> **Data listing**

####

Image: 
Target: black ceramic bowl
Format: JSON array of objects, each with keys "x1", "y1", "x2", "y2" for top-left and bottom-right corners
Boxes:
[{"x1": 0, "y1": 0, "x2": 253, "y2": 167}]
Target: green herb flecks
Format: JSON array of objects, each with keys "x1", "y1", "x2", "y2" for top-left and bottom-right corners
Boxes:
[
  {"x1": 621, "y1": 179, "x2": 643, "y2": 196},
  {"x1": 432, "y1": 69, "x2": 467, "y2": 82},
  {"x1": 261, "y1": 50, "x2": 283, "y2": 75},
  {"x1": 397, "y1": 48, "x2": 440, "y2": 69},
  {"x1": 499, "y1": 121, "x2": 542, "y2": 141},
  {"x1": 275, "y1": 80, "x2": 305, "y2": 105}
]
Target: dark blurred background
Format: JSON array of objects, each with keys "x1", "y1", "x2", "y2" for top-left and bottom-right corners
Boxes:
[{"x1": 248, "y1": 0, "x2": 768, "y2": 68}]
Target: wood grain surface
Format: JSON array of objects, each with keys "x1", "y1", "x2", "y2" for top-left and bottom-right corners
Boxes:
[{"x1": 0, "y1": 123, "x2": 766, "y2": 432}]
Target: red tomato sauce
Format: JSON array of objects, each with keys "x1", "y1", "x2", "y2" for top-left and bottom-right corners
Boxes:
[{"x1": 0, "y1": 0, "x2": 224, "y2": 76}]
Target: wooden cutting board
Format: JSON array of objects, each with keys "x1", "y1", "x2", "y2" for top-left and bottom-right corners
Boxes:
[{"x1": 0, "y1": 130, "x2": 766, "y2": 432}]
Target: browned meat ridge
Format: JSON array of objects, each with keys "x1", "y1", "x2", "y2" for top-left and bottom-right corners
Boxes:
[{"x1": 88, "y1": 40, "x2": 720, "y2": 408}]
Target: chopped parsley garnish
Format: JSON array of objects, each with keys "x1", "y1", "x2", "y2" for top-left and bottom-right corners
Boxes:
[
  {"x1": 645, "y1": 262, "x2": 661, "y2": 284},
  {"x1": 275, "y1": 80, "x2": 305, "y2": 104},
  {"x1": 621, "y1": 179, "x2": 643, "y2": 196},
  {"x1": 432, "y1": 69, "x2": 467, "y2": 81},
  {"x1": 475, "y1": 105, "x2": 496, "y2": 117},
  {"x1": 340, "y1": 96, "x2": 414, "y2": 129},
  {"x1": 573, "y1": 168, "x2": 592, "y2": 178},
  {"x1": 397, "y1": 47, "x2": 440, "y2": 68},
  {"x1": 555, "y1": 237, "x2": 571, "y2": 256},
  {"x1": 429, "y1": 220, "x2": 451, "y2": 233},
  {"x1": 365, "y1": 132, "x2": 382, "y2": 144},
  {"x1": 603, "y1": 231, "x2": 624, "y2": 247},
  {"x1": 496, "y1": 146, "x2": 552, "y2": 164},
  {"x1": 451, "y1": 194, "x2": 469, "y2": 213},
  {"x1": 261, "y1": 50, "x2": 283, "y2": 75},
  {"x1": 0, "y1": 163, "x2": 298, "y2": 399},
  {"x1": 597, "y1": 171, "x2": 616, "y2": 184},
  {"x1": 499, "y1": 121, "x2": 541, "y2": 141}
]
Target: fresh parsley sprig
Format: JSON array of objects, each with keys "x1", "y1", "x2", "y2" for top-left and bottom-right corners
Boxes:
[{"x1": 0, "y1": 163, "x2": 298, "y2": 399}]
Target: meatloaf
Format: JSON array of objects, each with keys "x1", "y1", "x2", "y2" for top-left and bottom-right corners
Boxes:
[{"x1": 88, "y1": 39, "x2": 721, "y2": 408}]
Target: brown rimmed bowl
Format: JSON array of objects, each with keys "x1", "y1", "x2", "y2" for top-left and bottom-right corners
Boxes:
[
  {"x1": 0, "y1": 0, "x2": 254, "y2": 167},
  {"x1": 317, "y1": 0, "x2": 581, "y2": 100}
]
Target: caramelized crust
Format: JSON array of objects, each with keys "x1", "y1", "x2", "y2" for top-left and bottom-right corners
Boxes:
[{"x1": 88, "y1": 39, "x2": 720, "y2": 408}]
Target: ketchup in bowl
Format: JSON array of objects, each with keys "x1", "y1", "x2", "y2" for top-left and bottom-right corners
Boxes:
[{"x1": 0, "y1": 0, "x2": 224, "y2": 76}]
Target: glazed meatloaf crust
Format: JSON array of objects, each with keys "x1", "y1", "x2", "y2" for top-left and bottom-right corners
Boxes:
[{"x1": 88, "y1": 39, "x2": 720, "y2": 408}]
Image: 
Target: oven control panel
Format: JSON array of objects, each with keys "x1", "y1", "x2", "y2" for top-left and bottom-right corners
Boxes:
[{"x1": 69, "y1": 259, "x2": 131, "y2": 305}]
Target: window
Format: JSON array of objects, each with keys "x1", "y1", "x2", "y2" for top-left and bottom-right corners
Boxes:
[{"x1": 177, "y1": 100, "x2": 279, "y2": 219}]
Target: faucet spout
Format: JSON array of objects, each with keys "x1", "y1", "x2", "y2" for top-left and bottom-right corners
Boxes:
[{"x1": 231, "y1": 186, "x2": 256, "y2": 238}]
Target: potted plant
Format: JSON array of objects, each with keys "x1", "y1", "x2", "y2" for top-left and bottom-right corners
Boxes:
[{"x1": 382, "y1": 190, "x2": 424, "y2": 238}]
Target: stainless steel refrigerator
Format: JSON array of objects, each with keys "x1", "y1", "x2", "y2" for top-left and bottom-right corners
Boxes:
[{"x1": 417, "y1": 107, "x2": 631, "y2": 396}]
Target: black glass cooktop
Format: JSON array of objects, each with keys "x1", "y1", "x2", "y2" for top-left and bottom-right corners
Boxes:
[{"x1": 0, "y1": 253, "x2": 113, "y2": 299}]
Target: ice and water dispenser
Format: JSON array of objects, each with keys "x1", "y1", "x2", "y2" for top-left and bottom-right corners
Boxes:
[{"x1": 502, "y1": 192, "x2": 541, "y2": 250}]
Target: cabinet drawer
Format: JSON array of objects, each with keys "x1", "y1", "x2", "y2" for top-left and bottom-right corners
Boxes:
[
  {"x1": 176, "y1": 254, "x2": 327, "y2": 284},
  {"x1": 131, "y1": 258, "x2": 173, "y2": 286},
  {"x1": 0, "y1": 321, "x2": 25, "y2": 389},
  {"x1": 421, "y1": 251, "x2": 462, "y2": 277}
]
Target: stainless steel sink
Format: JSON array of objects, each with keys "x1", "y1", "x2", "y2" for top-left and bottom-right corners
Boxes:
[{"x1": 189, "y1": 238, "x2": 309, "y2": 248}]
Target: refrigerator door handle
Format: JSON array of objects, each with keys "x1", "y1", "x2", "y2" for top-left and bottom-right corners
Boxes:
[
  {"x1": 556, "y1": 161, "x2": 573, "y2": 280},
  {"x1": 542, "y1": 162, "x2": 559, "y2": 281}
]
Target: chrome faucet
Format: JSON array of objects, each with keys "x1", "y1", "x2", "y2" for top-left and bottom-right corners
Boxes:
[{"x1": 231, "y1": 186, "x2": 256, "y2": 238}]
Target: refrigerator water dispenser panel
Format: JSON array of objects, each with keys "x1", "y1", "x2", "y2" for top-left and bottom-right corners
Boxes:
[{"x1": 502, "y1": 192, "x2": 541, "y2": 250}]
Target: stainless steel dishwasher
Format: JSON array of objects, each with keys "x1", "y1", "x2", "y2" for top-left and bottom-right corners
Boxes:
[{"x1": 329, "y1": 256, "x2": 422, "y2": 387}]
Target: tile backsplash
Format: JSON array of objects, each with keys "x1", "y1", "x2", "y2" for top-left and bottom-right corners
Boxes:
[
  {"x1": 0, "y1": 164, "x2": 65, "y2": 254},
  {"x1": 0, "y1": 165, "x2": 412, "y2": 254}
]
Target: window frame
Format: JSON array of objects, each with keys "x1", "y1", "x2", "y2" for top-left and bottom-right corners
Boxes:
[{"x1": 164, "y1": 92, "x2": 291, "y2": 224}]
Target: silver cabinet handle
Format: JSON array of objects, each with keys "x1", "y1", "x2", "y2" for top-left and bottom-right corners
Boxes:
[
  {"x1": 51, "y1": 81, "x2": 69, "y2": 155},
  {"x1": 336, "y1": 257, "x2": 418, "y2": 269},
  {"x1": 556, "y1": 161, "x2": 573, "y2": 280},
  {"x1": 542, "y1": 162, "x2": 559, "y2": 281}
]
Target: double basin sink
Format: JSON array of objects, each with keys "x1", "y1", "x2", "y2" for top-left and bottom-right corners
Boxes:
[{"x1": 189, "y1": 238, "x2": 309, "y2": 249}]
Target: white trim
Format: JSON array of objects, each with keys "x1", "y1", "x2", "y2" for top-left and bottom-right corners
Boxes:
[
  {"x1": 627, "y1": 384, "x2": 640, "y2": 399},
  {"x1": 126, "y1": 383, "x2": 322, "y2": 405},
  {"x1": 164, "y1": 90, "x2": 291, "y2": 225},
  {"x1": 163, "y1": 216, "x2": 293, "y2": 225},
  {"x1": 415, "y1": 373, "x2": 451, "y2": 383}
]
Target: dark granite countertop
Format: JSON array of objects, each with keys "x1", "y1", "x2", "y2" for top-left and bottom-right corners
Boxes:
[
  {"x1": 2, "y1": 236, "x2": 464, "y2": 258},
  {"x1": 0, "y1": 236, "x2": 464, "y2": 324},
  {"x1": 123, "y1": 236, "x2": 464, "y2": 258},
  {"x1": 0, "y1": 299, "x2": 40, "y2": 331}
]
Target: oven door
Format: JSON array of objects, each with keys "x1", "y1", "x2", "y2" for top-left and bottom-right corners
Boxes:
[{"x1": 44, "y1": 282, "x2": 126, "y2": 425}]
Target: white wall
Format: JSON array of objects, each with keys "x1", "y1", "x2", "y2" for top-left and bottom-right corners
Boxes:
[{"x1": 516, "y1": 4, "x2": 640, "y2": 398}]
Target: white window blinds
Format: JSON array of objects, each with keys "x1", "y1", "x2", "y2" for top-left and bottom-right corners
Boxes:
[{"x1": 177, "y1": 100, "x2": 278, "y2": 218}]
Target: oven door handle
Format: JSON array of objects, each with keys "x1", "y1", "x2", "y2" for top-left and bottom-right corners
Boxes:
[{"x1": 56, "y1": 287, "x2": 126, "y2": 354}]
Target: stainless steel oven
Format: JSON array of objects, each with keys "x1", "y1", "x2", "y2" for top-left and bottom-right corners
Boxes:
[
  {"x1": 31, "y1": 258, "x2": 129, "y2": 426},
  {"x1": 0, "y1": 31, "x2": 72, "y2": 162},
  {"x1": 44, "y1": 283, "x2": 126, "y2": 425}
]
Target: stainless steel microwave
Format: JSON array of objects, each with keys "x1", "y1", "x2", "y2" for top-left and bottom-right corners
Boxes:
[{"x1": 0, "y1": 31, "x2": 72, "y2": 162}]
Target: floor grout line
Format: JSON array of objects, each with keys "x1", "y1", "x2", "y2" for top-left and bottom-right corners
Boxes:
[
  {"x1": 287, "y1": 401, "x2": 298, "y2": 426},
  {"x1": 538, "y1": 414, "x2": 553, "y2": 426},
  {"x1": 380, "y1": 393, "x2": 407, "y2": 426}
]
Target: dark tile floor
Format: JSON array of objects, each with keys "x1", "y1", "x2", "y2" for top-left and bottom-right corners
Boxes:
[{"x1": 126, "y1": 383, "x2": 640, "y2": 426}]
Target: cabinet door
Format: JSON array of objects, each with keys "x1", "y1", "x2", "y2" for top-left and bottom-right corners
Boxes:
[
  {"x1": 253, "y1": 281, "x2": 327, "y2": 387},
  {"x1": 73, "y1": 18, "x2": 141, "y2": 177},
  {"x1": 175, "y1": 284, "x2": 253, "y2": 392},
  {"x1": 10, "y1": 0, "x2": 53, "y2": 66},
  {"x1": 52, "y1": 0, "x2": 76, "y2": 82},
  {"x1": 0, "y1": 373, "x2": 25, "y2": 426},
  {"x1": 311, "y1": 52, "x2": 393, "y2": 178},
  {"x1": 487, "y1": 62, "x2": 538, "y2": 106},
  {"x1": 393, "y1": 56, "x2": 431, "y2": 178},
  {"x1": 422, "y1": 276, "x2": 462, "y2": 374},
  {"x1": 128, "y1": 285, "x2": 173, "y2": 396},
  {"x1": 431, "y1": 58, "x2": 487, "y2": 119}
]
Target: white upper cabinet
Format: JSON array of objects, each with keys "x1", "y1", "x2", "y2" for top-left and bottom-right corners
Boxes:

####

Find every line in the items above that contains the word "handle", where case counts, and copy each of those lines.

> **EXPECTED OUTPUT**
Target: refrigerator door handle
Target: silver cabinet handle
Target: oven door handle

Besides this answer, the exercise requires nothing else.